◆ Instructions for the task ◆
Locate every line below that contains the word "head" and copy each of those lines in full.

◆ Recorded information ◆
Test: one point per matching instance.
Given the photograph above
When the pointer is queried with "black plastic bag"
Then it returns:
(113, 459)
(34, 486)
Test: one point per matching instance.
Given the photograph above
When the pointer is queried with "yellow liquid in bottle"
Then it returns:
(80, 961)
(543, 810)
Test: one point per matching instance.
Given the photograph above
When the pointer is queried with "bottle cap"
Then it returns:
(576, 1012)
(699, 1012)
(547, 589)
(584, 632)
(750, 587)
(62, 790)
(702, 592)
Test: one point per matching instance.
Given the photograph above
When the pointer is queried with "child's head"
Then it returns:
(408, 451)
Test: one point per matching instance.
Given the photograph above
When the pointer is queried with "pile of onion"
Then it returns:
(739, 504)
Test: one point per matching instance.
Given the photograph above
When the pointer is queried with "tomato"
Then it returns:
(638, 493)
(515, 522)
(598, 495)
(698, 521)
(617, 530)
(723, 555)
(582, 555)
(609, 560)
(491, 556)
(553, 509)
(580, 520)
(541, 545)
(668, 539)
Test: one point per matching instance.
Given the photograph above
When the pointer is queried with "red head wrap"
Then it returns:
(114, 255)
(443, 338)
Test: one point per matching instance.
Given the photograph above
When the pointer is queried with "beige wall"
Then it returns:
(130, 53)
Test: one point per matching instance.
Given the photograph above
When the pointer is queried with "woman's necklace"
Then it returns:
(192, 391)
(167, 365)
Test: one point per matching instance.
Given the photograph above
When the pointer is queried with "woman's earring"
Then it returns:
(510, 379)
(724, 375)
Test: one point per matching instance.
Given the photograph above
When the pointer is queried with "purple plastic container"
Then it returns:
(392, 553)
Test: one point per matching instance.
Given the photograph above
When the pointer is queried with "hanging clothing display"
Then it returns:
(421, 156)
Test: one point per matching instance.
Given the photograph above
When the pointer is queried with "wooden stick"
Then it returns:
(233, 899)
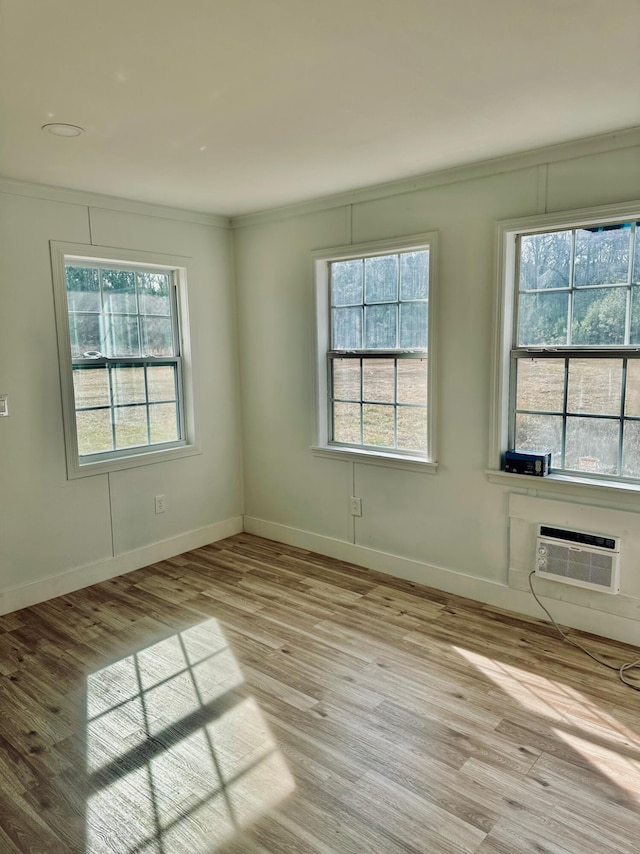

◆ Output of the exercise ◆
When the pointer is queried with "child's head"
When the pointer is queried with "red head wrap"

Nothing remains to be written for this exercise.